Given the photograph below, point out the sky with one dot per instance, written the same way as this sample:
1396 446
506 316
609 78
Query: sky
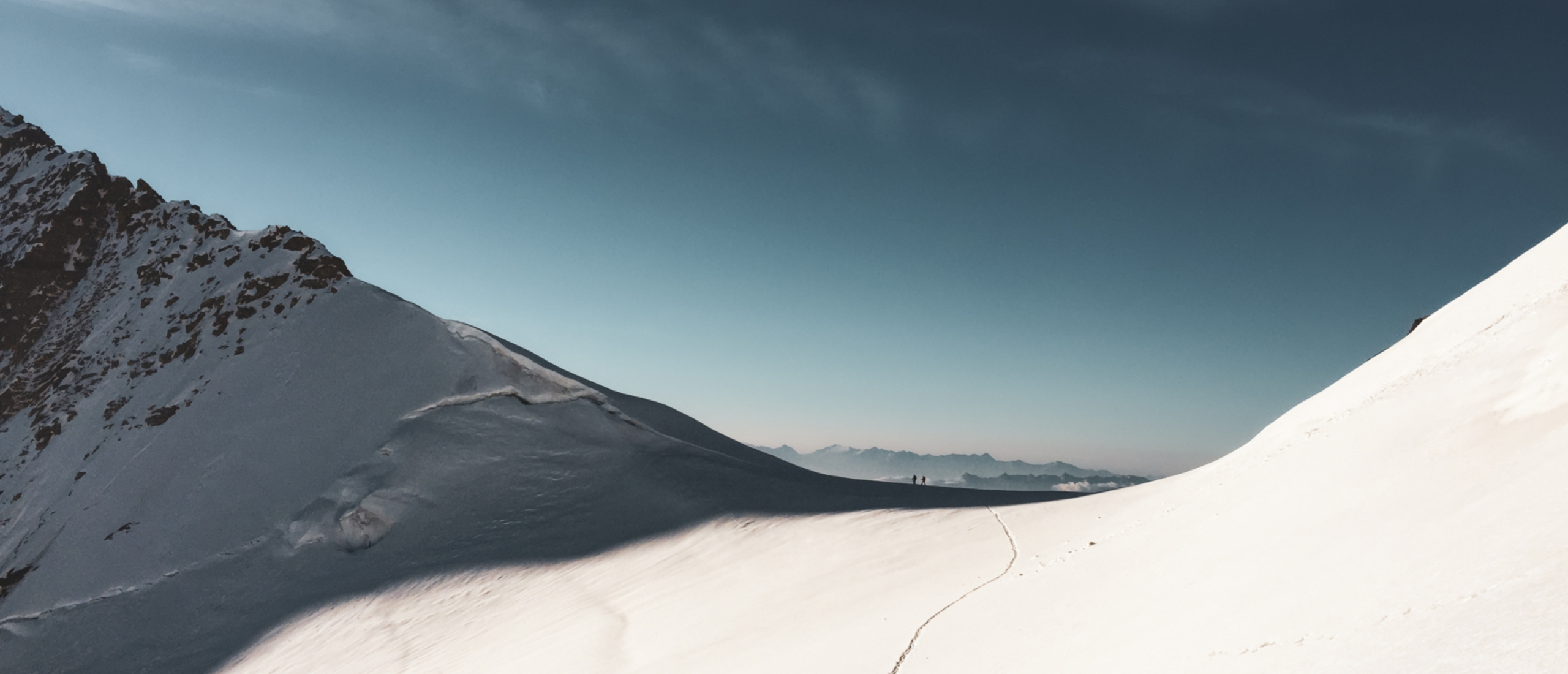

+ + + + +

WORK TO BE COMPLETED — Please reproduce the entries above line by line, exactly, leaving out each image.

REPLY TO THE EXERCISE —
Given the photograph below, point out the sky with one dot per instance, written the same way as this sample:
1396 446
506 316
609 78
Query: sky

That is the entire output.